>>>

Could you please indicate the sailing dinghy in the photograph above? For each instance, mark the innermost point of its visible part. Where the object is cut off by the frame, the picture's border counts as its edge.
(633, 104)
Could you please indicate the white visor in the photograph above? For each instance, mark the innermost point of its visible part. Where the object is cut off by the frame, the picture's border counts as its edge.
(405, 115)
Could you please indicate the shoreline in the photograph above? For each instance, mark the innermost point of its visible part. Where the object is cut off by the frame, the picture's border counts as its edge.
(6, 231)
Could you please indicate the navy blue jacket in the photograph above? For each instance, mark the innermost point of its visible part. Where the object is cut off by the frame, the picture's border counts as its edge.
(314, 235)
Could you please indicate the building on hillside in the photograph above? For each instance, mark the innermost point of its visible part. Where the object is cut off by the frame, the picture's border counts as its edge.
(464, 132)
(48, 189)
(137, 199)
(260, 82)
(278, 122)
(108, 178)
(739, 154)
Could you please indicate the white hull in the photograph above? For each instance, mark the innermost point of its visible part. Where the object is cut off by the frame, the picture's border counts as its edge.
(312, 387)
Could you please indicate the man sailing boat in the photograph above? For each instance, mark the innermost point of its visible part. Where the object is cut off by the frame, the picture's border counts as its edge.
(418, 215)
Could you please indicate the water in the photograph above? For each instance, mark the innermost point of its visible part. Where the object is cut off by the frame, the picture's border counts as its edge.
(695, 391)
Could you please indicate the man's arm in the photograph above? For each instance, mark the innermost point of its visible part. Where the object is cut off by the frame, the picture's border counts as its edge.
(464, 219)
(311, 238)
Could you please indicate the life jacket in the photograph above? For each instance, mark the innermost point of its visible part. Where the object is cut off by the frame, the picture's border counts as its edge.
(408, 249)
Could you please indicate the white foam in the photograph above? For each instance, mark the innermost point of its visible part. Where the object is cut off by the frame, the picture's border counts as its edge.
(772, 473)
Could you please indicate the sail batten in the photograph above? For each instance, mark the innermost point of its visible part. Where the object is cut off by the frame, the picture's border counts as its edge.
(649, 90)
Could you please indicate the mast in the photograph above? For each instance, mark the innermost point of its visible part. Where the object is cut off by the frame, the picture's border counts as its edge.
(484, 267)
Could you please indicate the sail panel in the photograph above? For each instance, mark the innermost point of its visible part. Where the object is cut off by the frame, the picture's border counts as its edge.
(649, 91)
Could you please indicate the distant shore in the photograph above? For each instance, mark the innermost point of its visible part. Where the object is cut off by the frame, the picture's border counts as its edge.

<<<

* [Prompt]
From the line that contains "Could you please indicate the white foam" down to the last line of the listing above, repeat each line exactly, and include nothing else.

* [Response to this task]
Could you please indicate the white foam in the photograph above? For each instance, mark the innermost point of its visible part. Where the object is cut off by the frame, the picture's border counts as its edge.
(772, 473)
Could you please indicate the sail batten in the photograph above? For each instance, mark the innermost point of its visible part. Where the object is cut off by the frame, the picture's border counts as its edge.
(649, 90)
Could you please indicate the mast in the photograph above? For each instance, mark the innermost point of its visible part. Where the object is cut off by the frame, the picture's border counts as its edge.
(484, 267)
Could you please indicate the sail panel in the photograph above? For each instance, mark the innermost point of its visible part. Where the object is cut off by the frame, the picture's border counts as its edge.
(649, 91)
Could you please indicate the distant shore in the photograph above? For each instance, mark the innermost point of its visible part. Where the object is cut off by the frame, the picture's border counts as its edge.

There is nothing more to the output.